## WORK ORDER
Every record below should be printed exactly as it appears.

## DATA UNDER STUDY
※

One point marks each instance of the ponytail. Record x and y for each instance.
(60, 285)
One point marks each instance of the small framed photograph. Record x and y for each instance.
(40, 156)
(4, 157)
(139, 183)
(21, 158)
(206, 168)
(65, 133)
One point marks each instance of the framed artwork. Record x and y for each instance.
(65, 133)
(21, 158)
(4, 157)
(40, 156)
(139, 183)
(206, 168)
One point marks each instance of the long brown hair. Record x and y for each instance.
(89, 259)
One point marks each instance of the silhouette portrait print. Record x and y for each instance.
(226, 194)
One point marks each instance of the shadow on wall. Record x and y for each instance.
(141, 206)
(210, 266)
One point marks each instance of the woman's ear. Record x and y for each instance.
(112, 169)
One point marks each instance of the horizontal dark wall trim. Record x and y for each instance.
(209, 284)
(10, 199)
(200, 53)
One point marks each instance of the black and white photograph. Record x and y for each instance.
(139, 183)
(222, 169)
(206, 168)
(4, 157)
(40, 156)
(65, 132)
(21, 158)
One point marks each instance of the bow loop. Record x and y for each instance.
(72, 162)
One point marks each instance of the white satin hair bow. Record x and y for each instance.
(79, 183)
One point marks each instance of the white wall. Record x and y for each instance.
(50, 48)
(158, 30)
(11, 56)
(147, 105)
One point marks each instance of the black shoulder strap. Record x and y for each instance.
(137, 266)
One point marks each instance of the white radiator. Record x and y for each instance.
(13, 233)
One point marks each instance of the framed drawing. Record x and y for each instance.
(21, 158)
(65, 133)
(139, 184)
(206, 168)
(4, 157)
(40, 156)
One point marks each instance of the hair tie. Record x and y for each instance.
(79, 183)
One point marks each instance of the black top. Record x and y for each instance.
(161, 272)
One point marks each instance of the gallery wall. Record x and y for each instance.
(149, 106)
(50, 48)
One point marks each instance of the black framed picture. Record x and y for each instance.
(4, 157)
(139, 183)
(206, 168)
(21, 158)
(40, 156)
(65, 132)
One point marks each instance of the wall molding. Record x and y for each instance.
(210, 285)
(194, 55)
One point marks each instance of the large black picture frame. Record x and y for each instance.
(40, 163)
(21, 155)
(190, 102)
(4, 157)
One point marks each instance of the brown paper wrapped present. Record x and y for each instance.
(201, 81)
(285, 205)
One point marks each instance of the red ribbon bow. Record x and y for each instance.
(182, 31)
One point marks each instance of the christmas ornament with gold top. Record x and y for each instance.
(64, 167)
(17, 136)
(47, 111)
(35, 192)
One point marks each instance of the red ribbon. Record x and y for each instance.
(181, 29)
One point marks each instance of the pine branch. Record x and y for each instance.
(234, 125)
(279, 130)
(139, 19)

※

## RESULT
One point marks each instance of the ponytail. Record x and y for each instance.
(60, 285)
One point marks each instance of the small framed photograph. Record x and y for each instance.
(40, 156)
(4, 157)
(139, 183)
(21, 158)
(206, 168)
(65, 133)
One point marks each instance of the framed artwork. Record x and y for each instance.
(65, 133)
(21, 158)
(4, 157)
(40, 156)
(139, 183)
(206, 168)
One point marks each instance of the long brown hair. Record x and y for each instance.
(89, 259)
One point marks each instance of the silhouette portrait print. Record x and y for each instance.
(226, 194)
One point marks each instance of the shadow on wall. Record x and y for each instance.
(141, 206)
(210, 266)
One point marks each instance of the woman's ear. Record x and y for each instance.
(112, 169)
One point marks each instance of the horizontal dark wall trim. Record x and y for each instance.
(209, 284)
(10, 199)
(200, 53)
One point marks each instance of the black and white photograph. Record x and y for each instance.
(139, 183)
(222, 169)
(206, 168)
(4, 157)
(40, 156)
(65, 132)
(21, 158)
One point marks each instance of the bow loop. Record x and y for each instance.
(72, 162)
One point marks each instance of the white satin hair bow. Record x and y for each instance.
(79, 183)
One point marks each instance of the white wall. Record x and y for each instance.
(50, 48)
(158, 30)
(11, 56)
(147, 105)
One point marks each instance of the black shoulder strap. Record x and y for each instance.
(137, 266)
One point marks each instance of the white radiator. Record x and y for each instance.
(13, 233)
One point marks each instance of the framed drawing. Record x and y for each instance.
(21, 158)
(65, 133)
(139, 184)
(206, 168)
(4, 157)
(40, 156)
One point marks each instance of the hair tie. Record x and y for each instance.
(79, 183)
One point marks each instance of the black top. Record x and y for each instance.
(161, 272)
One point marks each instance of the gallery wall. Record x and y for each instance.
(149, 106)
(50, 48)
One point marks each instance of the black framed picture. Record x and y for each instance.
(4, 157)
(139, 183)
(206, 168)
(21, 158)
(40, 156)
(65, 132)
One point marks each instance of the wall molding. Record x and y for each instance.
(210, 285)
(194, 55)
One point marks each instance of the large black picture frame. Record x and y for each instance.
(40, 163)
(21, 155)
(190, 102)
(4, 157)
One point marks each instance of the brown paper wrapped present. Record x and y for each instance.
(201, 81)
(285, 205)
One point marks each instance of the red ribbon bow. Record x and y for each instance.
(182, 31)
One point marks each instance of the christmas ornament with gold top. Record x and y for each instance.
(64, 167)
(17, 136)
(47, 111)
(35, 192)
One point marks each instance of the red ribbon. Record x and y for each instance.
(181, 29)
One point marks each instance of the pine branch. Record x and y for each instance.
(234, 125)
(279, 130)
(139, 19)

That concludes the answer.